> _WHAT YOU HAVE TO DO_: Reproduce the material below line for line, changing nothing.

━━ DATASET RECORDS

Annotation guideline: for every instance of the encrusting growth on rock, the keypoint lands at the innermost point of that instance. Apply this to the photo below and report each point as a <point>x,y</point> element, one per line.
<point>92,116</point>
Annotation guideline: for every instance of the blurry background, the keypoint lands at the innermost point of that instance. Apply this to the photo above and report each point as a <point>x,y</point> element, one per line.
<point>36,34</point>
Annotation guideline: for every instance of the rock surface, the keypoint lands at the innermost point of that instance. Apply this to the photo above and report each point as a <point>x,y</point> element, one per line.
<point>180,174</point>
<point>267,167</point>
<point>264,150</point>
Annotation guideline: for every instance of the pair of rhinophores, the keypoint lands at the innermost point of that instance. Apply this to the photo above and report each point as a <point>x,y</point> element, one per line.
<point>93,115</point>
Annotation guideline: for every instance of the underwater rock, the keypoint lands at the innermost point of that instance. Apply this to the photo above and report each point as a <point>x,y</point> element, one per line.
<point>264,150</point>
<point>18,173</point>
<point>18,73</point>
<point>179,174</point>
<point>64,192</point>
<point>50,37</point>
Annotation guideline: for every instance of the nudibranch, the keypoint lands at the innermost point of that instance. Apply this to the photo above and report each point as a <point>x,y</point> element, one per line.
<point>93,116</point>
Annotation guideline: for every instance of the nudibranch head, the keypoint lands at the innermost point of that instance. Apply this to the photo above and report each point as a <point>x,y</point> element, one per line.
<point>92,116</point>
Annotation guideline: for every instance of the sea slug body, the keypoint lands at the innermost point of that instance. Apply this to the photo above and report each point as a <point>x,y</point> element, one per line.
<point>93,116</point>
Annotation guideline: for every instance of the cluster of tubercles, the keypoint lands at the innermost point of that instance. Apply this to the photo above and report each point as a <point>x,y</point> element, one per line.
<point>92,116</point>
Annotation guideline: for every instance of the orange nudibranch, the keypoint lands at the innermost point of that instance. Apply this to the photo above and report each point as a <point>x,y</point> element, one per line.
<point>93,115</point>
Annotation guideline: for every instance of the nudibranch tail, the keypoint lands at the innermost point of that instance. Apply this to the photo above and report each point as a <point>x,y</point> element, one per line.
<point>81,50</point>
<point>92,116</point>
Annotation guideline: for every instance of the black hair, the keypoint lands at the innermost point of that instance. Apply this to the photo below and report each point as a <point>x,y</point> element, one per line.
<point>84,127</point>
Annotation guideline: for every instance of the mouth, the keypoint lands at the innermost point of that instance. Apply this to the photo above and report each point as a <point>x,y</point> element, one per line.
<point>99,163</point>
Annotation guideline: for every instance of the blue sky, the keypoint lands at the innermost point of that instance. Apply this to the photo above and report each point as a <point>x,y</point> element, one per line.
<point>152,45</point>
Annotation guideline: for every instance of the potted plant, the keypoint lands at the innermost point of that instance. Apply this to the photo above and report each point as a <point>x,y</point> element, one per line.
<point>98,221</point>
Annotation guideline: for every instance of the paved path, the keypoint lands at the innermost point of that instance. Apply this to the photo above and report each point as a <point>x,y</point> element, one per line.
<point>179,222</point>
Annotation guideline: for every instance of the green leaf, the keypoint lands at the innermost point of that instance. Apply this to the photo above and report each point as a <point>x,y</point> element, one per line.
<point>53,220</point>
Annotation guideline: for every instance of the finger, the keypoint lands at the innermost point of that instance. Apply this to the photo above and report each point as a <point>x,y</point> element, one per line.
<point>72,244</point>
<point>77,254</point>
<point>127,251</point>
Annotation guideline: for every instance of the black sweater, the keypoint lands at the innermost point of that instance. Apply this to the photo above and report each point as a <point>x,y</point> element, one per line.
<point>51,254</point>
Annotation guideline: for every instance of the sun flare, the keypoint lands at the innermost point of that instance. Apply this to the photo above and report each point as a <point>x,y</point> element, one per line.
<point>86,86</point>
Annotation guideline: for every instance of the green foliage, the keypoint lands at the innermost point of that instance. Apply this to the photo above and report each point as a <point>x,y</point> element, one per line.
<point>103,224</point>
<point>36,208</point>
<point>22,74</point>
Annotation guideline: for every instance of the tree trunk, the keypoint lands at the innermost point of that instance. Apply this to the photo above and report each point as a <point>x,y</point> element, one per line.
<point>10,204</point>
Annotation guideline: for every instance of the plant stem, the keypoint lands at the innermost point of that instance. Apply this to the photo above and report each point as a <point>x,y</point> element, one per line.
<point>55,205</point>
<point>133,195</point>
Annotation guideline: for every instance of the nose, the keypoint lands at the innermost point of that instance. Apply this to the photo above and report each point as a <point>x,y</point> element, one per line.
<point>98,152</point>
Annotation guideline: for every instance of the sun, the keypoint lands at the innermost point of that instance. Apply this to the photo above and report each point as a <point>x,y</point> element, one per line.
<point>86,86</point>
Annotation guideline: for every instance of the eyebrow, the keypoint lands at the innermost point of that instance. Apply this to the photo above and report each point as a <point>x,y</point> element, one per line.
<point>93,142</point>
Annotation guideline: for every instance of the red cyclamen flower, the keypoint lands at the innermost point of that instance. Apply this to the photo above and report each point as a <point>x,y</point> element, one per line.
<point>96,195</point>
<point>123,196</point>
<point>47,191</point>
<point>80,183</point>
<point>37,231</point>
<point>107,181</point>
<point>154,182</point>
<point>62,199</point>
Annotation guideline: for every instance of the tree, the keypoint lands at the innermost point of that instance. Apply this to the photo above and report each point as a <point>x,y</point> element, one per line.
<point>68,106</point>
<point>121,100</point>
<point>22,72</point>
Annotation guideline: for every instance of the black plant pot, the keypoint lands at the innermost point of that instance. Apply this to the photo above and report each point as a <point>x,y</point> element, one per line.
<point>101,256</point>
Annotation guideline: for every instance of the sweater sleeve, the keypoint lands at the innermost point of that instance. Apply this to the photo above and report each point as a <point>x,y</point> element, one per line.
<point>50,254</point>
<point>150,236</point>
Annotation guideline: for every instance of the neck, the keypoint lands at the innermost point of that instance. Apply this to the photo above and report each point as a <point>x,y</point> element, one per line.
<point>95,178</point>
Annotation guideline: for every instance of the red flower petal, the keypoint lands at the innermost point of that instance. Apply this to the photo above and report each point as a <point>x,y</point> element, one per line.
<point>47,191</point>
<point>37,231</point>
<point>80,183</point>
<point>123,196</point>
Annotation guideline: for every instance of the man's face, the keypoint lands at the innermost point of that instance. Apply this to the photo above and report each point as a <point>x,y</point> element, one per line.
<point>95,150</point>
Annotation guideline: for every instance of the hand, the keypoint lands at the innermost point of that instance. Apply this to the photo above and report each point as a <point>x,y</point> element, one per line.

━━━━

> _REPLY TO THE EXERCISE_:
Annotation guideline: for every instance of the encrusting growth on rock, the keypoint lands at the innermost point of that instance. Apply this to the photo below and report each point as a <point>x,y</point> element, one per line.
<point>92,116</point>
Annotation guideline: for every instance of the blurry background, the keypoint lands at the innermost point of that instance. Apply this to the photo above and report each point as a <point>x,y</point> element, one per line.
<point>36,34</point>
Annotation guideline: for every instance of the rock surface, the keypoint lands at the innermost point of that instance. Apply this to the photo above and report each point as a <point>x,y</point> element, one per line.
<point>180,174</point>
<point>267,167</point>
<point>264,150</point>
Annotation guideline: for every instance of the pair of rhinophores, the keypoint lands at the innermost point of that instance. Apply this to the photo above and report each point as a <point>x,y</point> element, one per line.
<point>93,115</point>
Annotation guideline: for every instance of the underwater rock, the keypoint lands at the innermost point of that instance. Apply this to the photo above and report each point as a <point>x,y</point> element, one per line.
<point>264,150</point>
<point>18,173</point>
<point>18,73</point>
<point>179,174</point>
<point>64,192</point>
<point>50,37</point>
Annotation guideline: for every instance of the nudibranch, the keypoint lands at the innermost point of that instance. Apply this to the photo above and report each point as a <point>x,y</point> element, one per line.
<point>93,116</point>
Annotation guideline: for every instance of the nudibranch head, the keypoint lands at the innermost point of that instance. Apply this to the photo above and report each point as a <point>x,y</point> element, one per line.
<point>92,116</point>
Annotation guideline: for every instance of the sea slug body, the keypoint lands at the innermost point of that instance. Apply this to the photo above and report each point as a <point>x,y</point> element, one per line.
<point>93,116</point>
Annotation guideline: for every instance of the cluster of tubercles, the keypoint lands at the innermost point of that instance. Apply this to the photo above and report each point as a <point>x,y</point> element, one per line.
<point>92,116</point>
Annotation guideline: for every instance of the orange nudibranch, the keypoint lands at the innermost point of that instance. Apply this to the photo above and report each point as a <point>x,y</point> element, one per line.
<point>93,115</point>
Annotation guideline: for every instance of the nudibranch tail, the keypoint lands at the innermost point of that instance. Apply this to the photo above and report each point as a <point>x,y</point> element, one per line.
<point>81,50</point>
<point>92,116</point>
Annotation guideline: for every instance of the black hair, the keypoint lands at the innermost point of that instance. Apply this to the photo below and report each point as a <point>x,y</point> element, one per line.
<point>84,127</point>
Annotation guideline: for every instance of the mouth, the keypoint lands at the innermost point of that instance. Apply this to the photo above and report each point as a <point>x,y</point> element, one per line.
<point>99,163</point>
Annotation guideline: for every instance of the blue sky, the keypoint lands at the innermost point of that instance. Apply this to the photo above and report each point as a <point>x,y</point> element, one per line.
<point>152,45</point>
Annotation guideline: for every instance of the potted plant, the keypoint lands at the innermost point of that instance. Apply this to the photo above and report each point as a <point>x,y</point> element, one per line.
<point>98,221</point>
Annotation guideline: for every instance of the paved path, the keypoint lands at the innermost point of that instance. Apply this to the photo above and report each point as a <point>x,y</point> element, one per line.
<point>179,222</point>
Annotation guideline: for every instance of the green leaf, the keypoint lands at the innermost point of that instance. Apply this to the photo above and report each point as a <point>x,y</point> element, one per line.
<point>53,220</point>
Annotation guideline: for every instance of the finger, the keypoint lands at the innermost point of that instance. Apply this to the photo above and report each point as a <point>x,y</point> element, one per line.
<point>72,244</point>
<point>77,254</point>
<point>127,251</point>
Annotation guideline: for every instance of the black sweater, the keypoint lands at the innermost point of that instance. Apply this to the photo above and report each point as a <point>x,y</point> element, one per line.
<point>51,254</point>
Annotation guideline: for every instance of the sun flare, the keypoint lands at the innermost point of that instance. Apply this to the photo above and report each point as a <point>x,y</point> element, one per line.
<point>86,86</point>
Annotation guideline: for every instance of the green foliage, the keypoint lands at the innermost point of that instance. Apply this to the photo above and report each point as a <point>x,y</point> element, one per line.
<point>103,224</point>
<point>36,208</point>
<point>22,74</point>
Annotation guideline: for every instance of the tree trunk, the keypoint lands at the innermost point of that instance. Apply this to the photo above and report each point as a <point>x,y</point> element, one per line.
<point>10,204</point>
Annotation guideline: for every instance of the plant stem, the keypoint lands at the innermost point of that instance. Apply this to the photo above and report each point as a <point>x,y</point> element, one per line.
<point>55,205</point>
<point>133,195</point>
Annotation guideline: for every instance of the nose, the keypoint lands at the innermost point of that instance. Apply this to the photo above and report each point as a <point>x,y</point> element, one per line.
<point>98,152</point>
Annotation guideline: for every instance of the sun, the keypoint lands at the innermost point of that instance. Apply this to the photo above and report each point as a <point>x,y</point> element, one per line.
<point>86,86</point>
Annotation guideline: for every instance of the eyebrow, the keypoint lands at the innermost point of that instance. Apply this to the photo above and report each point as a <point>x,y</point> element, one per line.
<point>93,142</point>
Annotation guideline: for every instance of the red cyclamen flower, the keypoint lands at the innermost point of that instance. Apply this to the photo above and report each point as a <point>x,y</point> element, one per line.
<point>96,195</point>
<point>123,196</point>
<point>47,191</point>
<point>80,183</point>
<point>37,231</point>
<point>107,181</point>
<point>154,182</point>
<point>62,199</point>
Annotation guideline: for every instance of the tree, the keypoint lands at the innermost point of that instance. Apply this to the photo above and report each point as a <point>x,y</point> element, one per line.
<point>68,106</point>
<point>121,100</point>
<point>22,72</point>
Annotation guideline: for every instance of the black plant pot, the keypoint lands at the innermost point of that instance. Apply this to the photo above and report each point as a <point>x,y</point> element, one per line.
<point>101,256</point>
Annotation guideline: for every instance of the sweater sleeve, the keypoint lands at the innermost point of that instance. Apply this to the photo above and report each point as a <point>x,y</point> element, one per line.
<point>50,254</point>
<point>150,236</point>
Annotation guideline: for every instance of the neck, the keypoint lands at the innermost point of that instance. Apply this to the photo above and report each point as a <point>x,y</point> element, one per line.
<point>95,178</point>
Annotation guideline: for every instance of the red flower petal, the keypoint lands at the innermost point of that instance. Apply this to the photo above and report each point as a <point>x,y</point> element, one per line.
<point>47,191</point>
<point>37,231</point>
<point>80,183</point>
<point>123,196</point>
Annotation guideline: for every instance of the man's face, the keypoint lands at the innermost point of that instance. Apply this to the photo above and report each point as a <point>x,y</point> element, one per line.
<point>95,150</point>
Annotation guideline: for every instance of the hand, the keypoint lands at the innermost point of that instance. Apply this to the photo above and report each point as a <point>x,y</point> element, one per line.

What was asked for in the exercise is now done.